*Brano scelto*:
===============

A Parigi c’è il centro del mondo per chi ama leggere, la libreria indipendente più famosa, che sta superano le difficoltà post-lockdown, grazie a una gara di solidarietà. Tutto ebbe inizio, negli anni Cinquanta, grazie a un eccentrico soldato americano, che però si rifece a una più antica attività, avviata 101 anni fa da una giovane connazionale: nell’originale Shakespeare and Company lasciarono il segno anche Fitzgerald e Hemingway…
Improvvisamente due mani cingono una vita, la tua. E piove un bacio sul collo. Per un istante, una frazione di secondo, speri nel “fidanzato”. (Quello che… per tutti le altre era single e la domenica “sì, sai, sono ancora di turno”). Ma lui, quello del bacio, fidanzato lo era veramente. Con lei: più bionda, più giovane, più carina e che stava tre scaffali più in là. Si sa, gli uomini non ci azzeccano mai… con le tinte per capelli. E così, tra imbarazzatissime scuse di lui e sacrosante imprecazioni di lei, te la sei svignata. Colpevole per non aver commesso il fatto. O forse sì: abbandonare il libro lasciato a metà.
No, non è l’incipit di un racconto (scritto male). Ma la dimostrazione che qualsiasi frequentatore più o meno assiduo di una libreria ha sicuramente un aneddoto da raccontare. Lo sanno bene i registi. Reali o immaginarie poco importa: l’intimità che si respira, la loro natura di microcosmo protetto ne fanno luoghi in cui aumentano notevolmente le possibilità di contatto (mascherina permettendo). E l’innamoramento in libreria diventa un topos cinematografico (oltre che letterario): da Cenerentola a Parigi a Notting Hill, passando per C’è posta per te, e continuando con una lunga lista di altri titoli non citati.

===============

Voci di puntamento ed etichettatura
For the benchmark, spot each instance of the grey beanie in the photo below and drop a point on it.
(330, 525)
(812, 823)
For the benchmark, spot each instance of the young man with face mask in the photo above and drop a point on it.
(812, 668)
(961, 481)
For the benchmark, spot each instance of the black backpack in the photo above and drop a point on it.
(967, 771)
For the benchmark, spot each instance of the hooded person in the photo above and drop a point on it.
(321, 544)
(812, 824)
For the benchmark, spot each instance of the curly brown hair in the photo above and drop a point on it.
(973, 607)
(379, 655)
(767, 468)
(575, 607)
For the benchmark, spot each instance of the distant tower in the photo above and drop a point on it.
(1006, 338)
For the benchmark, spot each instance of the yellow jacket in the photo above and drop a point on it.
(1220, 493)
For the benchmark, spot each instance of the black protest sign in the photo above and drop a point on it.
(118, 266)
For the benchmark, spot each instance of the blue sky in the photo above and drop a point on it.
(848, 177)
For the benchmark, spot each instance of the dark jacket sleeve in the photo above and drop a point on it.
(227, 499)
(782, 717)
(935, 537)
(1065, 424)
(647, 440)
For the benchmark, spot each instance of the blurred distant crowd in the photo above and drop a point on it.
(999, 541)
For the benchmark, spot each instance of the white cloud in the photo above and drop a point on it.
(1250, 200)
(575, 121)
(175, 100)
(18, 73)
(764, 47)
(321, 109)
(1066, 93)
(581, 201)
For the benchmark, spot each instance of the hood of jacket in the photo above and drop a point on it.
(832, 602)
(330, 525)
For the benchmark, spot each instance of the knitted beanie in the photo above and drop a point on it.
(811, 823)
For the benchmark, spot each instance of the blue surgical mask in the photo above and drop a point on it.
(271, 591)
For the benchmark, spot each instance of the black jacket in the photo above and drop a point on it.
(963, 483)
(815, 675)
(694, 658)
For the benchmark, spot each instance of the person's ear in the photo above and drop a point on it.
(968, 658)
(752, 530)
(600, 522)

===============

*Scopo del compito*: Riscrivi il brano sulle librerie partendo da "No, non è l’incipit" e finendo con "titoli non citati.", sostituendo "registi" con "cineasti".

*Soluzione scritta*:
No, non è l’incipit di un racconto (scritto male). Ma la dimostrazione che qualsiasi frequentatore più o meno assiduo di una libreria ha sicuramente un aneddoto da raccontare. Lo sanno bene i cineasti. Reali o immaginarie poco importa: l’intimità che si respira, la loro natura di microcosmo protetto ne fanno luoghi in cui aumentano notevolmente le possibilità di contatto (mascherina permettendo). E l’innamoramento in libreria diventa un topos cinematografico (oltre che letterario): da Cenerentola a Parigi a Notting Hill, passando per C’è posta per te, e continuando con una lunga lista di altri titoli non citati.